_The request_.
Transcribe every line of the listing below without any deviation.

■ ■ ■

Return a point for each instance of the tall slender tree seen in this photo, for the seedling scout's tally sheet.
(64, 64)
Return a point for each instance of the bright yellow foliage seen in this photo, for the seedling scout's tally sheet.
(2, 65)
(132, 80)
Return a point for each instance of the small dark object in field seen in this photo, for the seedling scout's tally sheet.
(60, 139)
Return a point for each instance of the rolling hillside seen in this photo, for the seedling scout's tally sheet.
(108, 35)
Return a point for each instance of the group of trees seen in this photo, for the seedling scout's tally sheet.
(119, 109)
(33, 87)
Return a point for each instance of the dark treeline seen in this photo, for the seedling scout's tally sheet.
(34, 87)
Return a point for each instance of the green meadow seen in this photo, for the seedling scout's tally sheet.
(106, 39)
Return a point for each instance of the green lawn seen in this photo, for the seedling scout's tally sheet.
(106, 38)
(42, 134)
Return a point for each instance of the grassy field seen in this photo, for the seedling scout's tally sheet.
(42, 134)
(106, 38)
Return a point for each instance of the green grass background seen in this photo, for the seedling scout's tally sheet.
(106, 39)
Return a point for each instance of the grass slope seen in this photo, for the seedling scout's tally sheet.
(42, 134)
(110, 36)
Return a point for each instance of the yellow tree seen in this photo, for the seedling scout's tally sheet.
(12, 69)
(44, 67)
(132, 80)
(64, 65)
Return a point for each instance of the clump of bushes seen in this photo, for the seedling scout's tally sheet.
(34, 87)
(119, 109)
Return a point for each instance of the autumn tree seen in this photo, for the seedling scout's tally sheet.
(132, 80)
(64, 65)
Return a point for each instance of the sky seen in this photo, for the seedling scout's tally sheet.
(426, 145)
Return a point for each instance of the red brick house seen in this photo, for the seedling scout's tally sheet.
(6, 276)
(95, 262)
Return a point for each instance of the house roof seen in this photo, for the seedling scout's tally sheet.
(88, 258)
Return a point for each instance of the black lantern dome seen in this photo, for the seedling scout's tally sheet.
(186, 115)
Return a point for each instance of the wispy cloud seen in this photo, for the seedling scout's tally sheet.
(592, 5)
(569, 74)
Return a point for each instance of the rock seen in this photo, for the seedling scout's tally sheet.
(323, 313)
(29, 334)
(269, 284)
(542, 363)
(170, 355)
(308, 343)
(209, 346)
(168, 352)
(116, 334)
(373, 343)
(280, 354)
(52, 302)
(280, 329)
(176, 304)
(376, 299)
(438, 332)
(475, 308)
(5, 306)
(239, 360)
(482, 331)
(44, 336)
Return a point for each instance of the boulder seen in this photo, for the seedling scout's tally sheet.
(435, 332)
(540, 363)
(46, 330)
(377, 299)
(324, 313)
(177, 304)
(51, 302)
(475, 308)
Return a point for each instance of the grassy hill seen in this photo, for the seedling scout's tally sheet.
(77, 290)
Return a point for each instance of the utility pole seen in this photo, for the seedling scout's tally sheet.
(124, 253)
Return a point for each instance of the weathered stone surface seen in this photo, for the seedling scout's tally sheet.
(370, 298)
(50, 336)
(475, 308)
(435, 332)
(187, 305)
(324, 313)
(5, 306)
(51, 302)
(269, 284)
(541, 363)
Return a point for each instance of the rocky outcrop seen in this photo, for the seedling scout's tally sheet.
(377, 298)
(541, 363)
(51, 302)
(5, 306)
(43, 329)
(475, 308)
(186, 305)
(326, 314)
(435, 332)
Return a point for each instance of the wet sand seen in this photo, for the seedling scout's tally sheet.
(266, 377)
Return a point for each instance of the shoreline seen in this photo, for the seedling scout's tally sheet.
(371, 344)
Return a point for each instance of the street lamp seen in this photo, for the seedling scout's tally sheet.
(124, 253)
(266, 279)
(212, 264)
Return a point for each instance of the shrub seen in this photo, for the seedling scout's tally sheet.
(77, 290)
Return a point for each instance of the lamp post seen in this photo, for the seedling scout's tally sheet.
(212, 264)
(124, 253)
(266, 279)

■ ■ ■

_Task solution_.
Return a point for each instance of the tall slender tree seen in this photo, for the seedling scout's tally sheet.
(64, 64)
Return a point for each instance of the bright yellow foliage seen in this photo, for the seedling scout's tally sheet.
(2, 65)
(132, 80)
Return a point for each instance of the small dark object in field seen in this photo, for the seedling scout's tally sheet.
(60, 139)
Return a point for each instance of the rolling hillside seen in this photo, for the seedling scout's tally sheet.
(108, 35)
Return a point for each instance of the group of trees seen in this photo, for the seedling scout's tally sheet.
(119, 109)
(33, 87)
Return a point for each instance of the dark treeline seen in this photo, for the seedling scout's tally sheet.
(34, 87)
Return a point for each instance of the green meadow seen in this photo, for the seedling scout's tally sheet.
(106, 39)
Return a point for each instance of the green lawn seen in this photo, for the seedling scout's tally sheet.
(106, 38)
(42, 134)
Return a point for each instance of the grassy field seen in this photo, for the seedling scout's tally sheet.
(42, 134)
(106, 38)
Return a point for each instance of the green grass background seen in this photo, for the seedling scout's tally sheet.
(106, 39)
Return a point for each instance of the grass slope seen in this photo, for the seedling scout's tally sheet.
(42, 134)
(110, 36)
Return a point for each instance of the yellow tree seen in this photo, for the seedling scout's tally sheet.
(12, 69)
(44, 67)
(132, 80)
(64, 65)
Return a point for each instance of the clump of bushes seen in this photo, for the seedling scout's tally sheet.
(34, 87)
(119, 109)
Return a point for each instance of the autumn tree seen in this photo, for the seedling scout's tally sheet.
(132, 80)
(64, 65)
Return a point for each instance of the sky seen in this photo, for the seedling scout's tally sheet.
(426, 145)
Return a point for each instance of the red brick house seen in this photo, for the seedling scout's tally sheet.
(6, 276)
(95, 262)
Return a point for each instance of the house roof seen in this photo, for the seedling scout's tally sheet.
(88, 258)
Return a point for each instance of the black lantern dome seen in this photo, for the seedling scout's tally sheet.
(186, 115)
Return a point for each instance of the wispy cloud seen in this photo, for the seedling scout's tally sheet.
(592, 5)
(569, 74)
Return a point for each instance of the rock seen in this photo, for the seedling scout's tally sheet.
(323, 313)
(29, 334)
(269, 284)
(542, 363)
(170, 355)
(308, 343)
(209, 346)
(168, 352)
(116, 334)
(373, 343)
(280, 354)
(52, 302)
(280, 329)
(176, 304)
(376, 299)
(438, 332)
(475, 308)
(5, 306)
(239, 360)
(482, 331)
(44, 336)
Return a point for each instance of the boulder seen in this photo, for the seedling scout's tally sheet.
(435, 332)
(540, 363)
(46, 330)
(377, 299)
(324, 313)
(177, 304)
(51, 302)
(475, 308)
Return a point for each instance of the grassy hill seen in this photo, for the seedling scout's tally sheet.
(77, 290)
Return a point for each instance of the utility pole seen in this photo, for the seedling scout's tally sheet.
(124, 253)
Return a point for each instance of the weathered stone surface seen in this photo, for the seedling scout's tally sheet.
(370, 298)
(50, 336)
(475, 308)
(435, 332)
(187, 305)
(324, 313)
(5, 306)
(51, 302)
(269, 284)
(541, 363)
Return a point for each instance of the rocky outcrop seen in this photo, for the seedling scout's tally sheet.
(377, 298)
(541, 363)
(51, 302)
(5, 306)
(43, 329)
(475, 308)
(186, 305)
(326, 314)
(435, 332)
Return a point for each instance of the wet sand seen in this photo, for the seedling scout's tally sheet.
(266, 377)
Return a point for each instance of the shoreline seen in this photo, for the seedling scout's tally sheet.
(371, 344)
Return a point for each instance of the street lamp seen in this photo, for the seedling scout's tally sheet.
(124, 253)
(266, 279)
(212, 264)
Return a point for each instance of the shrub seen in this photo, for the seedling scout's tally sheet.
(77, 290)
Return a point for each instance of the lamp post seen in this photo, for the seedling scout's tally sheet.
(212, 264)
(124, 253)
(266, 279)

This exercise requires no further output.